[Entries from a point annotation set]
* Start *

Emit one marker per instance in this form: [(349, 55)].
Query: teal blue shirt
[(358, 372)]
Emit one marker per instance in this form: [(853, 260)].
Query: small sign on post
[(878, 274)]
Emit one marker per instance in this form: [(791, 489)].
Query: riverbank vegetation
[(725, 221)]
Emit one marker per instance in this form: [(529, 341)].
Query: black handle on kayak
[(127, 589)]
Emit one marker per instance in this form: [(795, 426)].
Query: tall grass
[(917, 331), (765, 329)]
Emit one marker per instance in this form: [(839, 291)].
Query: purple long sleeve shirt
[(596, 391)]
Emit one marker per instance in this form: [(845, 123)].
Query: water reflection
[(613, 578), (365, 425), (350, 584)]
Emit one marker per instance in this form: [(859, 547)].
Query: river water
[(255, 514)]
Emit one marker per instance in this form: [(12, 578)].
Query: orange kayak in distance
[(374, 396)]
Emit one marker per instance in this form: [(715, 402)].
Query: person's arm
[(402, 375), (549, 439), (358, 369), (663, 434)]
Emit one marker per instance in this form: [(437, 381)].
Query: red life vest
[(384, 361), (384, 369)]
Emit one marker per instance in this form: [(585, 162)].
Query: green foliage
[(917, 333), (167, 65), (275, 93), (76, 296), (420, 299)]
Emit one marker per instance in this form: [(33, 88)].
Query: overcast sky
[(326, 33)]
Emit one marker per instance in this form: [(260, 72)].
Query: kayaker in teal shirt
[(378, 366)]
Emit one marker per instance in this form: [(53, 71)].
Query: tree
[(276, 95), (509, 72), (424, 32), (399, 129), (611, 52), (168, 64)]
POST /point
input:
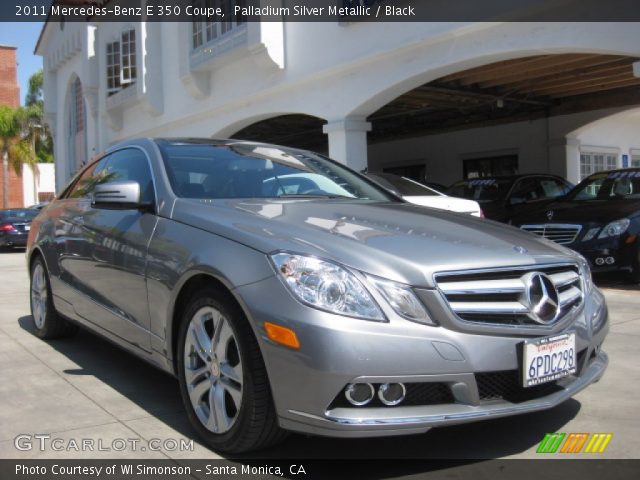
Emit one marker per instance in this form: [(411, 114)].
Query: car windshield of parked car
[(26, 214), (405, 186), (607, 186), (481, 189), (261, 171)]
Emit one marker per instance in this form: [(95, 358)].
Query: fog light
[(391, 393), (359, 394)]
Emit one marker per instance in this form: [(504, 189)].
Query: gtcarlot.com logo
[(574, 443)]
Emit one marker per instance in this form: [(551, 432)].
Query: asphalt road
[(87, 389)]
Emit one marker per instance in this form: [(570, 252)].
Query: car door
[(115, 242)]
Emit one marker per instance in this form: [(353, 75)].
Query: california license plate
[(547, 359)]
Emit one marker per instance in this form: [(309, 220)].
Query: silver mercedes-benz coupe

* End *
* Start *

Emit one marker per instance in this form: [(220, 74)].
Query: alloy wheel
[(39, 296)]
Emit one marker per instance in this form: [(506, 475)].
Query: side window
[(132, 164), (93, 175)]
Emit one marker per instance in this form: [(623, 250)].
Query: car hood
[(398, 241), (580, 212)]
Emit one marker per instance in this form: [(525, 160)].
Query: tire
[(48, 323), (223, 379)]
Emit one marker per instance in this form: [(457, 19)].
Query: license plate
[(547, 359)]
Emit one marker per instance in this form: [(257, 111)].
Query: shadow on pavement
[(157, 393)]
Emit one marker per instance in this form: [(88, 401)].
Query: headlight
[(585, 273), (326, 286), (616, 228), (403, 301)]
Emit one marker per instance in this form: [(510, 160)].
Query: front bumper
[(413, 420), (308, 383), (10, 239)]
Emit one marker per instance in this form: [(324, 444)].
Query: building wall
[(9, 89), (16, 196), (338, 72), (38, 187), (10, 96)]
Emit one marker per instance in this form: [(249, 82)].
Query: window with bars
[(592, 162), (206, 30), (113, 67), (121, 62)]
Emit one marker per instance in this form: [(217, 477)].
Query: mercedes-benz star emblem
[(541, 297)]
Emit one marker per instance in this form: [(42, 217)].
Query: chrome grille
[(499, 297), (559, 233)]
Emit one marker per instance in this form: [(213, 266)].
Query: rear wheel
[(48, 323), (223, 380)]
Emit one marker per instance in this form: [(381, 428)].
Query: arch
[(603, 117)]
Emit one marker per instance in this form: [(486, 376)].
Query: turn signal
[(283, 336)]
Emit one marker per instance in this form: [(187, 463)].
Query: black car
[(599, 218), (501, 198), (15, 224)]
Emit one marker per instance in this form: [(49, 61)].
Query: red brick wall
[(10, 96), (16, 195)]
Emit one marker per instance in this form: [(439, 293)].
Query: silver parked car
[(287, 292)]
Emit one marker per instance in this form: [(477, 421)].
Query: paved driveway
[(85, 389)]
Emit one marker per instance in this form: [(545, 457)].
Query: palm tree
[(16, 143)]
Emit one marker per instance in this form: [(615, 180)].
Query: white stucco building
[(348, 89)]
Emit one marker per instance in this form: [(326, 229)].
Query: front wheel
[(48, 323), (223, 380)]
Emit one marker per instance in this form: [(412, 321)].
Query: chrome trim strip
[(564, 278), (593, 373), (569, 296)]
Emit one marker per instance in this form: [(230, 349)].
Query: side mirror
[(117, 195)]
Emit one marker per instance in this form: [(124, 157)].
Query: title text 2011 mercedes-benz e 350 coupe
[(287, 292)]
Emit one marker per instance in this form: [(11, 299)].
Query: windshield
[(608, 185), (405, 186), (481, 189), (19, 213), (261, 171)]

* End *

**What the task asks**
Render the listing lines between the line holding "Emit one marker per instance in this form: [(349, 55)]." and the line holding "Query: silver mercedes-benz coupe", inclusive, as a JSON list of strings with one string per line and blank lines omitted. Leave the pictures out of the answer.

**Answer to this task**
[
  "Emit one marker per instance in this form: [(349, 55)].",
  "Query: teal blue shirt",
  "[(358, 372)]",
  "Emit one marker per instance in this form: [(853, 260)].",
  "Query: small sign on post",
  "[(878, 274)]",
  "Emit one marker per instance in this form: [(791, 489)].",
  "Query: riverbank vegetation",
  "[(725, 221)]",
  "Emit one marker per instance in this form: [(529, 341)].",
  "Query: black handle on kayak",
  "[(127, 589)]",
  "Emit one marker per instance in this form: [(795, 426)].",
  "Query: tall grass",
  "[(917, 331), (765, 329)]",
  "Emit one marker per instance in this form: [(839, 291)].",
  "Query: purple long sleeve shirt",
  "[(596, 391)]",
  "Emit one marker per instance in this form: [(845, 123)].",
  "Query: water reflection",
  "[(613, 578), (365, 425), (350, 584)]",
  "Emit one marker per instance in this form: [(859, 547)].",
  "Query: river water",
  "[(255, 514)]",
  "Emit one marker per instance in this form: [(12, 578)].",
  "Query: orange kayak in distance",
  "[(374, 396)]",
  "Emit one marker per instance in this form: [(715, 402)].",
  "Query: person's arm",
  "[(402, 375), (549, 439), (358, 369), (663, 434)]",
  "Emit one marker per instance in this form: [(437, 381)].",
  "Query: red life vest",
  "[(384, 361), (384, 369)]",
  "Emit one marker per instance in this form: [(585, 162)].",
  "Query: green foliage",
  "[(917, 333), (167, 65), (275, 93), (76, 296), (420, 299)]",
  "Emit one marker per instance in this form: [(33, 88)].",
  "Query: overcast sky",
  "[(326, 33)]",
  "Emit one marker per instance in this form: [(260, 72)].",
  "Query: kayaker in teal shirt",
  "[(378, 366)]",
  "Emit one marker per instance in this form: [(53, 71)].",
  "Query: tree",
  "[(276, 95), (509, 72), (424, 32), (399, 129), (611, 52), (168, 64)]",
  "POST /point",
  "input:",
  "Emit one marker per instance in this form: [(411, 114)].",
  "Query: car windshield of parked car",
  "[(26, 214), (405, 186), (607, 186), (481, 189), (261, 171)]",
  "Emit one marker per instance in this form: [(95, 358)].",
  "Query: fog light",
  "[(391, 393), (359, 394)]",
  "Emit one marker per instance in this form: [(504, 189)].",
  "Query: gtcarlot.com logo",
  "[(574, 443)]",
  "Emit one marker per instance in this form: [(551, 432)].",
  "Query: asphalt road",
  "[(87, 389)]",
  "Emit one marker per instance in this form: [(570, 252)].",
  "Query: car door",
  "[(115, 242)]",
  "Emit one marker per instance in this form: [(353, 75)].",
  "Query: california license plate",
  "[(547, 359)]",
  "Emit one marker per instance in this form: [(309, 220)].",
  "Query: silver mercedes-benz coupe"
]